__Instrucciones de trabajo__:
**a)** En la entrevista sobre la escritura, copia todas las oraciones de la respuesta que comienzan con la palabra «Es».
**b)** Por favor, escribe lo que sigue en la entrevista sobre la escritura, a partir de su última frase.

__Sección de texto__:
-- -- --

—Una vez, Ana María Shua me dijo que todo lo que le pasa al escritor se puede convertir en material narrativo. Está pasando por la experiencia —sea algo bueno o malo— y una parte del pensamiento dice: “¿Cómo contaría esto?”. ¿Cómo es tu caso?
—Creo que no estoy tan alejada de ese síntoma, que, calculo, lo comparto con toda la gente que escribe, y es creer que todo sirve para algo y después darte cuenta de que nada sirve para todo. Es una buena señal del oficio escritor, pero no es tan buena en la vida civil... Es difícil el presente. Es difícil no estar sacándole una tajada a cada situación, de una manera más villana. Dicho así suena solemne o triste. Depende cuál sea la situación, pero uno tiene que saber que a veces algunos escritores o escritoras, están y no están. Nunca están totalmente.

-- -- --

__Extracto de datos__:
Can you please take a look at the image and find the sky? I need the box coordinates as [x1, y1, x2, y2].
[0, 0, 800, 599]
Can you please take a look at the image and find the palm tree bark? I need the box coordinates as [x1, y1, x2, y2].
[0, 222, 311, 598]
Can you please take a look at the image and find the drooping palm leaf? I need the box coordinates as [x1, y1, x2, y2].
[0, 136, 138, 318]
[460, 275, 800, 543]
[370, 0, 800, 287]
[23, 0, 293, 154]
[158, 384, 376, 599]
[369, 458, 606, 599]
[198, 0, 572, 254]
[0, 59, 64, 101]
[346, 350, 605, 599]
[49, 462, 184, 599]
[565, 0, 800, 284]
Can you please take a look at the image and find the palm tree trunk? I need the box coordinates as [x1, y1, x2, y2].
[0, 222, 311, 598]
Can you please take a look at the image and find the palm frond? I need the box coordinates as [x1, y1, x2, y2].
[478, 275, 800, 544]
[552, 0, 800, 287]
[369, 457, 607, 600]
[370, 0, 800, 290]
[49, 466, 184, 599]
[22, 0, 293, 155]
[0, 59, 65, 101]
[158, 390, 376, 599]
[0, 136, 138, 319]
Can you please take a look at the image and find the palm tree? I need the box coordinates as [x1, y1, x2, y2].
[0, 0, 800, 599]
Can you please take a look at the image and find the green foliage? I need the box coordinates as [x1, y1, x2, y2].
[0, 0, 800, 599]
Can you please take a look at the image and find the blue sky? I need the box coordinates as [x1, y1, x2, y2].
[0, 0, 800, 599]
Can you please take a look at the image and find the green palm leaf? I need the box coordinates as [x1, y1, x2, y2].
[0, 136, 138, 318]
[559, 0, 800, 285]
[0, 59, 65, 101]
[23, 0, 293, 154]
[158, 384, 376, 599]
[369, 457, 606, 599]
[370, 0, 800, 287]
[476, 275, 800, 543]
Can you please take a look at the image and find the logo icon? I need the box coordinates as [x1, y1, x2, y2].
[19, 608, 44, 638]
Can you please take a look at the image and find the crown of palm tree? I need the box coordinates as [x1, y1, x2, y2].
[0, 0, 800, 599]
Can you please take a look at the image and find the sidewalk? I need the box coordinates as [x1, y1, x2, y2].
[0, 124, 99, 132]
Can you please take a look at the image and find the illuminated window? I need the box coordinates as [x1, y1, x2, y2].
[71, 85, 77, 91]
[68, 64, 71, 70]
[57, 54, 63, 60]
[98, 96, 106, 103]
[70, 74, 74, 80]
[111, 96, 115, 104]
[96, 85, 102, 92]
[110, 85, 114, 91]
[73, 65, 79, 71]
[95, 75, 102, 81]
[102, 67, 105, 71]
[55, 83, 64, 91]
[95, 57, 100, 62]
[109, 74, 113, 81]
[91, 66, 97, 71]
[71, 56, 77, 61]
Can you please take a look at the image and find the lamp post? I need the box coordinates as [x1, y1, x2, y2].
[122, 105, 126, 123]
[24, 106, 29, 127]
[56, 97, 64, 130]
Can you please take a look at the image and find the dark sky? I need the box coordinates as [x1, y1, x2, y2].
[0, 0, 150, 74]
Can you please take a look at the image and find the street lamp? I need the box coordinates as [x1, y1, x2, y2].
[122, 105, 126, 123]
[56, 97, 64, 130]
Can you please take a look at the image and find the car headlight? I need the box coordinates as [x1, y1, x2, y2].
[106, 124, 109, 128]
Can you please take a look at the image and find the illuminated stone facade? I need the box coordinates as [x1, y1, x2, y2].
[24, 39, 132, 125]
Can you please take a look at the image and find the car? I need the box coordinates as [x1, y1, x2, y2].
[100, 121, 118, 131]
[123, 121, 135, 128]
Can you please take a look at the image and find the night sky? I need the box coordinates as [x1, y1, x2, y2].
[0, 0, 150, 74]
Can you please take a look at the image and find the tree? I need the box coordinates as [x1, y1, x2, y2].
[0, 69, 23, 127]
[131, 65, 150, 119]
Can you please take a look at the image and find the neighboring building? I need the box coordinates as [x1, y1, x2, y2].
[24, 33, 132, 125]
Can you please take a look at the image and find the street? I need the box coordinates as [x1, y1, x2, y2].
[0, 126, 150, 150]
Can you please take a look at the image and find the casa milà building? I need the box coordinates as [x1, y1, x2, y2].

-- -- --

__Resultados__:
**a)**
- Es una buena señal del oficio escritor, pero no es tan buena en la vida civil...
- Es difícil el presente.
- Es difícil no estar sacándole una tajada a cada situación, de una manera más villana.

**b)**
—Los accidentes son una presencia en tus libros ya desde el título del primero, ¿por qué?
—Creo que van apareciendo de distintas maneras. En Los accidentes es un título, un nombre. En este caso aparece como un hecho aislado, por el que comienza la novela…
—También hay otro, el de una chica que va en bici…
—Sí, una chica que se accidenta en la bici y salen unas monjas a auxiliarla. Creo que, de alguna manera, los accidentes aparecen como algo ineludible que no está necesariamente relacionado con una tragedia. Es la posibilidad de un panorama que cambia en un instante. Creo que va por ahí. A veces pienso que hubo algo fundante en Cromañón. Algo que puede ser personal y a la vez generacional: estás viendo un show hermoso y de un momento a otro, todo termina en catástrofe. Algo de eso fue formador para todo lo demás que hice después. En El día que apagaron la luz digo algo que eso va a ser algo que va a venir con nosotros a todos como un satélite. Quizás algo de eso armado que se desarma sea como una obsesión con la que trabajo. Creo que todos los escritores tienen una obsesión con la que trabajan y siempre hablan de eso, aunque de distintas maneras. No sé quién decía que los artistas siempre están escribiendo el mismo libro. Creo que ese es el mío.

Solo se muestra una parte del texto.